Kutipan Teks:

Aku ingin jatuh cinta. Ya. Aku ingin
jatuh cinta pada orang yang sama berkali-kali. Tanpa aku merasa resah, rasa ini
menjadi berkurang dan berangsur menghilang. Memudar seiring waktu, menghilang
tanpa jejak, hangus tak berbekas, tak terasa lagi.
Aku ingin jatuh cinta pada waktu
ketika kau tersenyum. Membuat duniaku berhenti sesaat. Merasakan sesuatu yang
tak terkatakan, dan aku yang menentukan kapan waktu boleh berputar kembali.
Demi terus melihat senyumnya.
Bagiku, cinta itu tak perlu
muluk-muluk. Tak perlu dia membuatkan masakan untukku setiap hari.
Cukuplah sebaris kata, “selamat
pagi” setelah mentari menyapa bumi. Menghangatkan hati yang terkadang beku oleh
sinisnya malam hari. Lebih dari cukup, lukisan senyum dan sapaan, “selamat
siang” , ketika fajar pergi dan berganti riuh manusia-manusia yang terjebak
dunia serta segala keangkuhannya. Ketika senja tiba, kau tak perlu datang
dengan banyak kata, cukup hadirmu saja, itu sudah lebih dari cukup. Aku terlalu
melankolis barangkali, tak apa, biarkan saja. Mungkin ini efek jatuh cinta.
Aku ingin jatuh cinta. Jatuh yang
sebenar-benarnya jatuh. Sakit? Pasti akan sakit. Bagaimana tidak? Ketika aku
memutuskan jatuh cinta padamu, maka akan ada sepaket rasa yang lain yang harus
aku terima. Mau tidak mau, suka tidak suka. Ah, nampak rumit, tapi aku mau.
Ketika aku jatuh cinta padamu, akan
ada sekelumit cemburu di sana. Jadi maafkan aku. Cemburu itu bukan tanda
sayang, menurutku, hanya sebuah perasaan takut kehilangan. Wajar, aku
mencintaimu.

Yang Diminta:
a – Tulis ulang baris-baris entri sebagai tabel Markdown dengan kolom "Nomor" dan "Isi Baris", mulai dari baris entri yang memuat "Target: stove top" sampai baris terakhir entri. Baris kosong tidak perlu dimasukkan.
b – Sambung tulisan tentang keinginan jatuh cinta ini, dimulai setelah kalimat terakhirnya.

Data untuk Diolah:
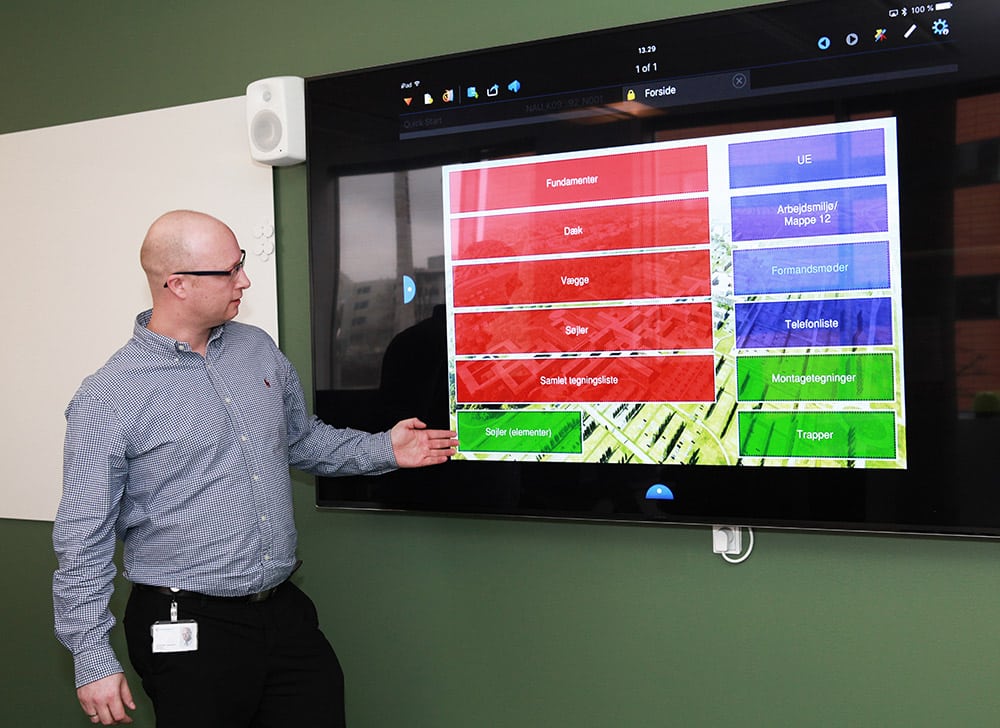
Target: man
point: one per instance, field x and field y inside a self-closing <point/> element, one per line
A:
<point x="180" y="446"/>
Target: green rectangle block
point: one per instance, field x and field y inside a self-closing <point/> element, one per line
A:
<point x="829" y="377"/>
<point x="514" y="431"/>
<point x="839" y="435"/>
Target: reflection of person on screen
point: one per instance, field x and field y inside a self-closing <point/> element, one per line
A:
<point x="415" y="380"/>
<point x="415" y="372"/>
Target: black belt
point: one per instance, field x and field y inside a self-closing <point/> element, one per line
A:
<point x="261" y="596"/>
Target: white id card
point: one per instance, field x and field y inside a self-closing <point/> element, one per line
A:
<point x="177" y="636"/>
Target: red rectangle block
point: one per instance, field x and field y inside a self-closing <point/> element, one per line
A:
<point x="589" y="379"/>
<point x="581" y="179"/>
<point x="606" y="328"/>
<point x="611" y="227"/>
<point x="572" y="280"/>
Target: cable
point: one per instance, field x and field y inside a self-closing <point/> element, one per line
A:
<point x="746" y="554"/>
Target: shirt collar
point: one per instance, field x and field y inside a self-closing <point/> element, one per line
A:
<point x="165" y="344"/>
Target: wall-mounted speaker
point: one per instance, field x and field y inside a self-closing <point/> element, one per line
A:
<point x="276" y="120"/>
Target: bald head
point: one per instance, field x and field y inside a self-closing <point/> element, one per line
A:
<point x="179" y="240"/>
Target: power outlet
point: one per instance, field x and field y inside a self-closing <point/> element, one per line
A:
<point x="727" y="539"/>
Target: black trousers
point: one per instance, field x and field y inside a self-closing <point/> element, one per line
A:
<point x="258" y="665"/>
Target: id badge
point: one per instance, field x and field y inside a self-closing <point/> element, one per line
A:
<point x="178" y="636"/>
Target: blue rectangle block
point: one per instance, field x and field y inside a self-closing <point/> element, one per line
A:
<point x="844" y="155"/>
<point x="841" y="267"/>
<point x="793" y="214"/>
<point x="797" y="324"/>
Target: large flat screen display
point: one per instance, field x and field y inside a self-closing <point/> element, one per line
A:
<point x="739" y="267"/>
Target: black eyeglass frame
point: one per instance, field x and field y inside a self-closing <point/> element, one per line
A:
<point x="231" y="272"/>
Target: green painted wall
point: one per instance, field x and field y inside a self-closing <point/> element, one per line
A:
<point x="454" y="623"/>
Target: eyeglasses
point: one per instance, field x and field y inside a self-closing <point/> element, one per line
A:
<point x="231" y="272"/>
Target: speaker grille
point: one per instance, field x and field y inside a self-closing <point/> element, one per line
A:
<point x="265" y="130"/>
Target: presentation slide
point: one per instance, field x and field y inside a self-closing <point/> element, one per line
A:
<point x="725" y="300"/>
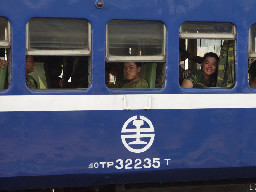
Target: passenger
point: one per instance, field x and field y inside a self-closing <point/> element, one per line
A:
<point x="55" y="70"/>
<point x="183" y="55"/>
<point x="75" y="68"/>
<point x="252" y="74"/>
<point x="30" y="65"/>
<point x="3" y="63"/>
<point x="131" y="72"/>
<point x="207" y="76"/>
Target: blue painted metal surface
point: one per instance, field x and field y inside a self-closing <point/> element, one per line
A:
<point x="209" y="144"/>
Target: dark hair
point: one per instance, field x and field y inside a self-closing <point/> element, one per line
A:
<point x="211" y="54"/>
<point x="136" y="63"/>
<point x="252" y="69"/>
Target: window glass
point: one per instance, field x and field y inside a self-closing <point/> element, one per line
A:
<point x="207" y="55"/>
<point x="5" y="53"/>
<point x="4" y="30"/>
<point x="58" y="34"/>
<point x="135" y="38"/>
<point x="252" y="39"/>
<point x="135" y="54"/>
<point x="207" y="30"/>
<point x="58" y="53"/>
<point x="252" y="57"/>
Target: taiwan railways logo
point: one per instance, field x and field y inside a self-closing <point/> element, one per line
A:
<point x="138" y="134"/>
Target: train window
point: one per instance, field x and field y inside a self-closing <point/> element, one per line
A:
<point x="135" y="54"/>
<point x="252" y="57"/>
<point x="60" y="51"/>
<point x="5" y="53"/>
<point x="207" y="55"/>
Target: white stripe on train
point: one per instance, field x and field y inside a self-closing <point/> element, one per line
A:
<point x="124" y="102"/>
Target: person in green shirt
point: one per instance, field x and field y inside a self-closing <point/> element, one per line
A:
<point x="131" y="72"/>
<point x="207" y="77"/>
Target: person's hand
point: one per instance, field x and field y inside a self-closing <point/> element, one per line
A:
<point x="3" y="63"/>
<point x="63" y="83"/>
<point x="185" y="74"/>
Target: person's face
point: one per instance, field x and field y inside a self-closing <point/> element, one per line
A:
<point x="30" y="64"/>
<point x="209" y="66"/>
<point x="131" y="71"/>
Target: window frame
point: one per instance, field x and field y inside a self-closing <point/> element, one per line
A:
<point x="155" y="58"/>
<point x="231" y="36"/>
<point x="83" y="52"/>
<point x="7" y="43"/>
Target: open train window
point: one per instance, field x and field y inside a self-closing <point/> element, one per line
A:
<point x="60" y="49"/>
<point x="252" y="57"/>
<point x="135" y="54"/>
<point x="5" y="53"/>
<point x="207" y="55"/>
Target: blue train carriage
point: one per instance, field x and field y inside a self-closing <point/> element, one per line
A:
<point x="69" y="118"/>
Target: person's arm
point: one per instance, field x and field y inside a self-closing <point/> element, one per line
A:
<point x="186" y="84"/>
<point x="3" y="63"/>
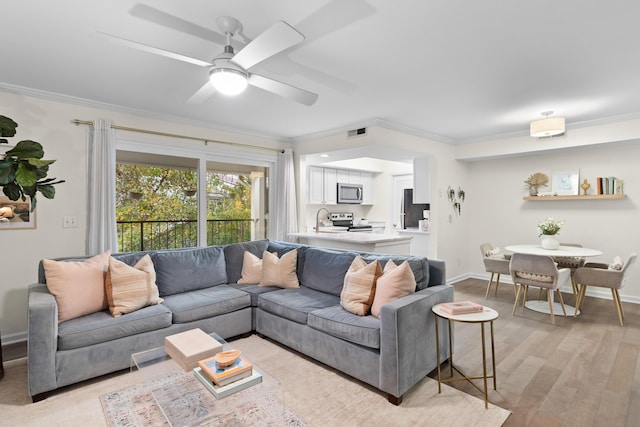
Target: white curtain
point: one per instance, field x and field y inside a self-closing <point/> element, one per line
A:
<point x="287" y="216"/>
<point x="103" y="234"/>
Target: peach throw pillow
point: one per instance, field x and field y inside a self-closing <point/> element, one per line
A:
<point x="280" y="272"/>
<point x="360" y="286"/>
<point x="395" y="282"/>
<point x="131" y="288"/>
<point x="78" y="286"/>
<point x="251" y="269"/>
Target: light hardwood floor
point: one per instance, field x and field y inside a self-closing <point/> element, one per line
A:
<point x="584" y="371"/>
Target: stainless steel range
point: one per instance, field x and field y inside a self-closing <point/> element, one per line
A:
<point x="345" y="219"/>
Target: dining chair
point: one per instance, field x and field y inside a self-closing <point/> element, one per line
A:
<point x="598" y="274"/>
<point x="572" y="263"/>
<point x="539" y="271"/>
<point x="494" y="263"/>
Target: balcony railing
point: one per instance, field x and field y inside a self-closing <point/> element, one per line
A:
<point x="171" y="234"/>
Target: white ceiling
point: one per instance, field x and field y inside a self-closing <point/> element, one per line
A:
<point x="457" y="70"/>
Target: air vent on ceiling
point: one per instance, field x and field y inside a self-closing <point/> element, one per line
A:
<point x="357" y="132"/>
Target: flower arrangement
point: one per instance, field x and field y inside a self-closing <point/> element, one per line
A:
<point x="550" y="227"/>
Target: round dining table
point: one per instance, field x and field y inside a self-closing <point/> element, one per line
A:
<point x="562" y="251"/>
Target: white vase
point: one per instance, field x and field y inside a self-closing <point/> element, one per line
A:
<point x="550" y="242"/>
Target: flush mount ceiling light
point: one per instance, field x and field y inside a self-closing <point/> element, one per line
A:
<point x="549" y="126"/>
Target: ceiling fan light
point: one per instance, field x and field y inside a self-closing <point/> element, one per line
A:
<point x="228" y="81"/>
<point x="549" y="126"/>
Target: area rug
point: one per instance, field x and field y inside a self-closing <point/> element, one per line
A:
<point x="187" y="403"/>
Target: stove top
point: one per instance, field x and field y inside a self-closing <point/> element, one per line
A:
<point x="345" y="219"/>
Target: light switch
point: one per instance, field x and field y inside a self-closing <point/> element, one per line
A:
<point x="69" y="222"/>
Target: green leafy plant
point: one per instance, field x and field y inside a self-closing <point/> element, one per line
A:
<point x="23" y="171"/>
<point x="550" y="227"/>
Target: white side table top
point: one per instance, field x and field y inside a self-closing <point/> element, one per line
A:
<point x="569" y="251"/>
<point x="486" y="315"/>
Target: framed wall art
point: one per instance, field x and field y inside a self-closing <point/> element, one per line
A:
<point x="565" y="182"/>
<point x="16" y="214"/>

Hasil Tiap Tugas:
a –
| Nomor | Isi Baris |
|---|---|
| 1 | Target: stove top |
| 2 | point: one per instance, field x and field y inside a self-closing <point/> element, one per line |
| 3 | A: |
| 4 | <point x="345" y="219"/> |
| 5 | Target: light switch |
| 6 | point: one per instance, field x and field y inside a self-closing <point/> element, one per line |
| 7 | A: |
| 8 | <point x="69" y="222"/> |
| 9 | Target: green leafy plant |
| 10 | point: one per instance, field x and field y inside a self-closing <point/> element, one per line |
| 11 | A: |
| 12 | <point x="23" y="171"/> |
| 13 | <point x="550" y="227"/> |
| 14 | Target: white side table top |
| 15 | point: one per instance, field x and field y inside a self-closing <point/> element, one per line |
| 16 | A: |
| 17 | <point x="569" y="251"/> |
| 18 | <point x="486" y="315"/> |
| 19 | Target: framed wall art |
| 20 | point: one per instance, field x and field y inside a self-closing <point/> element, one per line |
| 21 | A: |
| 22 | <point x="565" y="182"/> |
| 23 | <point x="16" y="214"/> |

b –
Biarkan aku jatuh cinta. Melebur
kejujuran yang aku cipta seutuhnya untukmu. Tanpa kata-kata yang semu, aku
ingin kau tahu tentangku. Naif memang, untuk berkata-kata, aku mendadak kelu.
Tolong maafkan. Pasti kamu ingat, setiap kita bertemu, kata-kata mendadak
menguap dihening udara. Lucu sekali, miris memang.
“Hai, apa kabar? Sudah makan?”
Klise sekali kata-katamu. Hanya
basa-basikah? Maafkan aku. Aku hanya tak terlalu percaya diri bila di
hadapanmu. Aku kesal pada diriku sendiri. Selalu saja, aku hanya bisa
menganggukkan kepala atau menggelengkan kepala. Bukan, bukan sombong, sungguh.
Di depanmu, aku seolah tenggelam.
Aku ingin jatuh cinta. Seindah
gerimis di sore hari. Menyejukkan. Meneduhkan. Seperti episode sore gerimis
kita, yang terekam tanpa kata, namun bermakna.
Aku ingat sekali, obrolan pertama kita di sore yang gerimis. Di hujan pertama kita. Senyummu seolah menjadi perapian ditengah matirasanya aku.
Katamu, “aku jatuh cinta pada
hujan”.
Aku tersenyum mendengarkanmu.
Beruntung sekali kau, hujan. Kamu jatuh cinta pada hujan, sebab hujan
meneduhkan. Seperti itulah seharusnya cinta. Meneduhkan. Bukan meletup-letup
tanpa jeda, lalu menguap secepat kilat. Tanpa sisa. Ah, kamu ternyata filosofis
juga. Aku bertambah kagum.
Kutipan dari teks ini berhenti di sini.